Work to complete: Retype the tail of the data exactly, starting at the line containing "Practice: locate the green foliage" and stopping at the last line.

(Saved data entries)
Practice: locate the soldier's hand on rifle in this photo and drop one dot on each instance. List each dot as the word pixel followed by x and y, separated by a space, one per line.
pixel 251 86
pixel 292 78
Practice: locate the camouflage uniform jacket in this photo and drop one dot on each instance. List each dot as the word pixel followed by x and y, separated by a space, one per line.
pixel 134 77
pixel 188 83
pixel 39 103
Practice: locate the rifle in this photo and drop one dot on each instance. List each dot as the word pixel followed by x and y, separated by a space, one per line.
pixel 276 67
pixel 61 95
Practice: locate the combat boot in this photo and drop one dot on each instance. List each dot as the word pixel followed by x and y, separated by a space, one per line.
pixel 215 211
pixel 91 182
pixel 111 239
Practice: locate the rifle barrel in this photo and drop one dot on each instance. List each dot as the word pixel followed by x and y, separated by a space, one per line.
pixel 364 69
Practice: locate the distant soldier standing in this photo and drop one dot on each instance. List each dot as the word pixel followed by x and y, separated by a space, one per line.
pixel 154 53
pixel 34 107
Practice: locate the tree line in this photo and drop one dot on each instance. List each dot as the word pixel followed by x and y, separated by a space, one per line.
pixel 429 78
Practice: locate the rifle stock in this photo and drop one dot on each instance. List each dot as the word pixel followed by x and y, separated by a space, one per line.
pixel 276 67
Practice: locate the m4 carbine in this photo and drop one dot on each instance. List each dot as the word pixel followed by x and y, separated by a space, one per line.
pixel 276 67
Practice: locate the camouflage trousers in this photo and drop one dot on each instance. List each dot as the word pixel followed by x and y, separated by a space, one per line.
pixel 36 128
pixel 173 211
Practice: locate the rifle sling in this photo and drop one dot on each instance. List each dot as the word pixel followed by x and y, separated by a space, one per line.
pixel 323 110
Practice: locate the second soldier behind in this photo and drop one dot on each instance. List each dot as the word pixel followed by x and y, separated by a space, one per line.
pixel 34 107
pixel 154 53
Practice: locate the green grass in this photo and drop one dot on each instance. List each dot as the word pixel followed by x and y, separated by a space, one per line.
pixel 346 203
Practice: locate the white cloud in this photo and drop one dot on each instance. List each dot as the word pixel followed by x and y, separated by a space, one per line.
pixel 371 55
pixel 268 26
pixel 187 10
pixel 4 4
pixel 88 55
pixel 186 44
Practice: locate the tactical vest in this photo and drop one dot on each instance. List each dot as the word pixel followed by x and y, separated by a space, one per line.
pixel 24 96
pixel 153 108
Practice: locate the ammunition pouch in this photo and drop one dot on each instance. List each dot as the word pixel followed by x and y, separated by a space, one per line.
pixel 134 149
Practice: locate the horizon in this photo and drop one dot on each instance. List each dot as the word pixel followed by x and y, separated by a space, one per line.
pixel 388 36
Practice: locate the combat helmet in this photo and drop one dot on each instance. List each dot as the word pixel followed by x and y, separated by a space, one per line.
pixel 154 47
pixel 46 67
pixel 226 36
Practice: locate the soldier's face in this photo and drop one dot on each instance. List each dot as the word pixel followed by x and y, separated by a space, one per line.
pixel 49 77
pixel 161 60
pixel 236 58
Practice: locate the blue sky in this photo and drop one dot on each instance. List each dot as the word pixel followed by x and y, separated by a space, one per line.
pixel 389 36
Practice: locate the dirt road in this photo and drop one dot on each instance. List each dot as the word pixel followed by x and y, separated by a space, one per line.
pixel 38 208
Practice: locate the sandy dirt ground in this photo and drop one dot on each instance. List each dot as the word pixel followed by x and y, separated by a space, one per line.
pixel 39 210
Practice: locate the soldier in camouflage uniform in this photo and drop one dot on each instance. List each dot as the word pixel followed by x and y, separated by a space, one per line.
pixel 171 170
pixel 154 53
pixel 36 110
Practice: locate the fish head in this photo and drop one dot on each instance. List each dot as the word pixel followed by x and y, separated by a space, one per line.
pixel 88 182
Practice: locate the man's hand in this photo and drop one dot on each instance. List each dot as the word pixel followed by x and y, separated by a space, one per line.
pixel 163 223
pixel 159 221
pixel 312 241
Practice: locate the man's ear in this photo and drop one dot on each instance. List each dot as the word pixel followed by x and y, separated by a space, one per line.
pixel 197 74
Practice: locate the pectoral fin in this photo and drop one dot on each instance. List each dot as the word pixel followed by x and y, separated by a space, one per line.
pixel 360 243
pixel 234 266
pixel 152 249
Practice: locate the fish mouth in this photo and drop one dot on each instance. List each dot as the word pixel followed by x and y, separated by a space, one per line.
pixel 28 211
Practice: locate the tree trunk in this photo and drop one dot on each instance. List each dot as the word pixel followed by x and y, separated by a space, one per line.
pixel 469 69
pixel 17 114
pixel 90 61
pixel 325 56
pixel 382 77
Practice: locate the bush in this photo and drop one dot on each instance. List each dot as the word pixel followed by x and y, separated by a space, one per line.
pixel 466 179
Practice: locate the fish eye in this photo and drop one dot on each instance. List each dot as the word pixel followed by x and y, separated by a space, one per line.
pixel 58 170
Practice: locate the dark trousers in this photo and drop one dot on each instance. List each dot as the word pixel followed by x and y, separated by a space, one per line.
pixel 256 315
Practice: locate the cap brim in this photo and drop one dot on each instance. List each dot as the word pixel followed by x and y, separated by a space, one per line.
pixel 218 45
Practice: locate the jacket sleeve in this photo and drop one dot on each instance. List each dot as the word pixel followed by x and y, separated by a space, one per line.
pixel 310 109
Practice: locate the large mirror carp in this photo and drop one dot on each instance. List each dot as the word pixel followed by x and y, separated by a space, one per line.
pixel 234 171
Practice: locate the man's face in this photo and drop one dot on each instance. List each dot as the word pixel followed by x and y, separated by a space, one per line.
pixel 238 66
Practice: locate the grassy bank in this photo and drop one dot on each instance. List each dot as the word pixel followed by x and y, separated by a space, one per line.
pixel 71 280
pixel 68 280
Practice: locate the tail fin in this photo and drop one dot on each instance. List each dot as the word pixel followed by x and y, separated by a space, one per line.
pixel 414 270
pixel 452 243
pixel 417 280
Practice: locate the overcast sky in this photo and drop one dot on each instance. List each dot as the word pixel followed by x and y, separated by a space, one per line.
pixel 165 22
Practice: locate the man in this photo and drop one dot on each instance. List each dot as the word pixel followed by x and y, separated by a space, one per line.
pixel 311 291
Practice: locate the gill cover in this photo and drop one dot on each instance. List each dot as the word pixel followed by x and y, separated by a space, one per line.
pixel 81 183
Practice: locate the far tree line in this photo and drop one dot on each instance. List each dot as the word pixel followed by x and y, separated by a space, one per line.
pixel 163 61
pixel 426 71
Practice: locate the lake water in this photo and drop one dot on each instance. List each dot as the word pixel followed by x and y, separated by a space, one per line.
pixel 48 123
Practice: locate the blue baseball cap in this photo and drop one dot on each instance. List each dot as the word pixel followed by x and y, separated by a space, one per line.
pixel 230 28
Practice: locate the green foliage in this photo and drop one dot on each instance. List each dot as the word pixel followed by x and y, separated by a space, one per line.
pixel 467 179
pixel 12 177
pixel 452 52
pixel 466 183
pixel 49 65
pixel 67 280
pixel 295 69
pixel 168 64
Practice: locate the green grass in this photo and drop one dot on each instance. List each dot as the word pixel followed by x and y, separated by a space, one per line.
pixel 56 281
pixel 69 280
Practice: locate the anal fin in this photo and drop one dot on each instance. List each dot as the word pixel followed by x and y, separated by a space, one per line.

Task answer:
Practice: locate the green foliage in this photo and drop one dot on each instance. List each dot as the word pixel followed by x and y, separated by a space, one per line.
pixel 467 179
pixel 12 177
pixel 452 52
pixel 466 183
pixel 49 65
pixel 67 280
pixel 295 69
pixel 168 64
Practice: locate the green grass in this photo and drop one dot on each instance. List each dot as the word pixel followed by x and y, separated by a space, one per line.
pixel 56 281
pixel 69 280
Practice: locate the anal fin in this photo and drop one dot on each instance. List each dot as the word pixel followed by x and y, separated by a space, one per line.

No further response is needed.